_PROMPT_.
Return only this: the line with "Please spot the multi-story" and all the lines that follow it below, through the final one, exactly as they are.
■ ■ ■
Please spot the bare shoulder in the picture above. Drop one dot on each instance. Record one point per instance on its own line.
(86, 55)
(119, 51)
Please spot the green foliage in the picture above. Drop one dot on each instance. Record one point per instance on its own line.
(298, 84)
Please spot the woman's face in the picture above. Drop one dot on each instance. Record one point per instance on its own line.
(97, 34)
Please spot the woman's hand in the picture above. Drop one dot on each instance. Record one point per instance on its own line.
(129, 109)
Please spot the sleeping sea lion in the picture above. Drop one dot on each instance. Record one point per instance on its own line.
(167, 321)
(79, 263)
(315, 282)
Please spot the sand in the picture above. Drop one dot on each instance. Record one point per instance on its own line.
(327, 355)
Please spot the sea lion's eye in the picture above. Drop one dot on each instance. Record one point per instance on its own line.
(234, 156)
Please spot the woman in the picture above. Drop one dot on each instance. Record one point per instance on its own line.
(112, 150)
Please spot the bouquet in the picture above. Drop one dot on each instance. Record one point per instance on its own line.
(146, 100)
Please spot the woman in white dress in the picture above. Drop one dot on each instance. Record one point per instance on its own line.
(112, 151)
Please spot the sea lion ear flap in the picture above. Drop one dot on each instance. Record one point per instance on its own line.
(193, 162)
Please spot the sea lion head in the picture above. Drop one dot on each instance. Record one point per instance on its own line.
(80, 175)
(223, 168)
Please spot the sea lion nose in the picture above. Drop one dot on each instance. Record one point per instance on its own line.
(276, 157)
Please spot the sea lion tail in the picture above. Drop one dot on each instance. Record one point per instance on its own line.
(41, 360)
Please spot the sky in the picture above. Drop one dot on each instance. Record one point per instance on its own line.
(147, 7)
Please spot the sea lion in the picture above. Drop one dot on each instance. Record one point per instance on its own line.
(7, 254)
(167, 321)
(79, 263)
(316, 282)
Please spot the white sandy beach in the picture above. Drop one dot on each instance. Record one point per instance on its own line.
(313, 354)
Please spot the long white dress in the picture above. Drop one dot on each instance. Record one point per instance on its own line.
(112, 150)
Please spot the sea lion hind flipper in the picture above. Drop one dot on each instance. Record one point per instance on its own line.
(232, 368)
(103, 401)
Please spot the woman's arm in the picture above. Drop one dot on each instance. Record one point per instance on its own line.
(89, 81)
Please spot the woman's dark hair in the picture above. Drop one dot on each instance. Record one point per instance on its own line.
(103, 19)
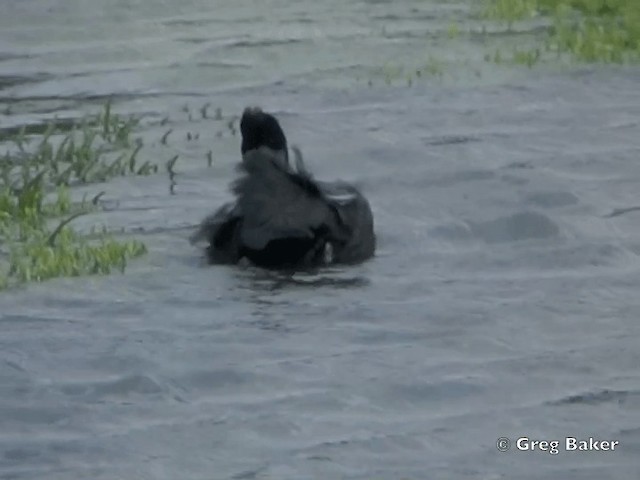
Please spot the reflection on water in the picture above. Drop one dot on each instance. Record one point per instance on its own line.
(498, 292)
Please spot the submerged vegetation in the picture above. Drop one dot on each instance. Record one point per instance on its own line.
(585, 30)
(38, 167)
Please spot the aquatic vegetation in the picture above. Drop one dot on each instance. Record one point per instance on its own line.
(586, 30)
(37, 173)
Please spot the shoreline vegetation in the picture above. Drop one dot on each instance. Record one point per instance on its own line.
(39, 166)
(532, 32)
(605, 31)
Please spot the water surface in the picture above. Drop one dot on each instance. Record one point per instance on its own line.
(502, 300)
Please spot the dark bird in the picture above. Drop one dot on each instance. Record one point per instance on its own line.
(282, 216)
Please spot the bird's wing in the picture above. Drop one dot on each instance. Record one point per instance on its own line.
(277, 201)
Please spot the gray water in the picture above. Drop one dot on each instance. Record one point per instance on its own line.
(503, 299)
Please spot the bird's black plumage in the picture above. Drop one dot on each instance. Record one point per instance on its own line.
(282, 216)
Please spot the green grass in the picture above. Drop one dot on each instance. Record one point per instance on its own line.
(37, 172)
(584, 30)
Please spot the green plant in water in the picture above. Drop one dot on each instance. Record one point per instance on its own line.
(35, 189)
(587, 30)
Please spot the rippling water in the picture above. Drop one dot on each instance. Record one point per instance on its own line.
(502, 301)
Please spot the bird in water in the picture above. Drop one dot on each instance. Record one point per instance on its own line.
(282, 217)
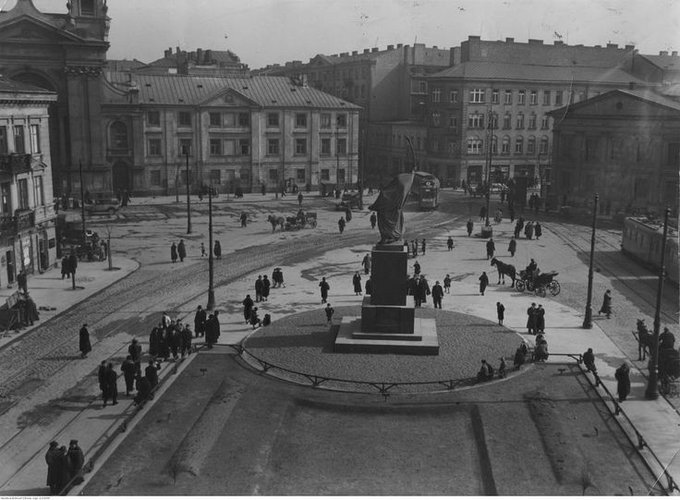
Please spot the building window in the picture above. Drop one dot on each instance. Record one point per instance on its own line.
(155, 147)
(3, 140)
(22, 192)
(531, 145)
(215, 147)
(533, 98)
(435, 118)
(476, 120)
(301, 146)
(532, 121)
(273, 120)
(325, 146)
(300, 120)
(505, 145)
(521, 97)
(341, 146)
(558, 98)
(119, 135)
(476, 95)
(35, 138)
(519, 145)
(39, 191)
(273, 147)
(185, 147)
(184, 119)
(215, 119)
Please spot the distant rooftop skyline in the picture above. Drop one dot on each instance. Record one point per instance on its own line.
(265, 32)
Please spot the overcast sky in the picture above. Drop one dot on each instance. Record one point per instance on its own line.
(262, 32)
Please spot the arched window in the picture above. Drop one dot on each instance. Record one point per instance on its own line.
(118, 136)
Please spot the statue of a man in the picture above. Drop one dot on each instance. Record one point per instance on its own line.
(389, 206)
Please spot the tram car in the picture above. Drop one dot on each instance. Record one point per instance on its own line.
(426, 190)
(642, 240)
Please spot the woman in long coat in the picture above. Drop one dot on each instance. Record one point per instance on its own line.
(356, 281)
(85, 345)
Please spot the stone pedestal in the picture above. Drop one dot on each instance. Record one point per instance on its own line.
(388, 322)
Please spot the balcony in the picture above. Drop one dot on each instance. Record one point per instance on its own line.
(15, 163)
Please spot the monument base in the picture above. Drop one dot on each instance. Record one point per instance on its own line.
(423, 340)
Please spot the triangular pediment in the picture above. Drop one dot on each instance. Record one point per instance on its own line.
(229, 97)
(27, 29)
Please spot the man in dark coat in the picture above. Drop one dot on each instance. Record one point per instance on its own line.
(111, 385)
(483, 283)
(247, 308)
(199, 321)
(181, 250)
(437, 294)
(84, 345)
(324, 286)
(129, 371)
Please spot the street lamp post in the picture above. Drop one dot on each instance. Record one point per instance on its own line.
(211, 291)
(652, 391)
(588, 320)
(186, 155)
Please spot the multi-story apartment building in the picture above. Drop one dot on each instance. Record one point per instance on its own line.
(624, 144)
(27, 217)
(240, 132)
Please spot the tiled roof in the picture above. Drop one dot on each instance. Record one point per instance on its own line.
(539, 73)
(266, 91)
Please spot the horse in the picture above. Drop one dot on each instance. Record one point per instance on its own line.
(276, 221)
(504, 270)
■ ■ ■
_RESPONSE TO THIS TASK_.
Please spot the multi-story apartment building in the picture above. Drop one dot on each instance. Record one point per instance on its own line.
(624, 144)
(27, 217)
(240, 132)
Please spot the tiled roof in the picture above. Drop one dot on each instance. Record one point per instance on its own line.
(539, 73)
(266, 91)
Please spot the horse in the picture above. Drop one dot on each instance. Record one point per instance on its own line.
(276, 221)
(504, 270)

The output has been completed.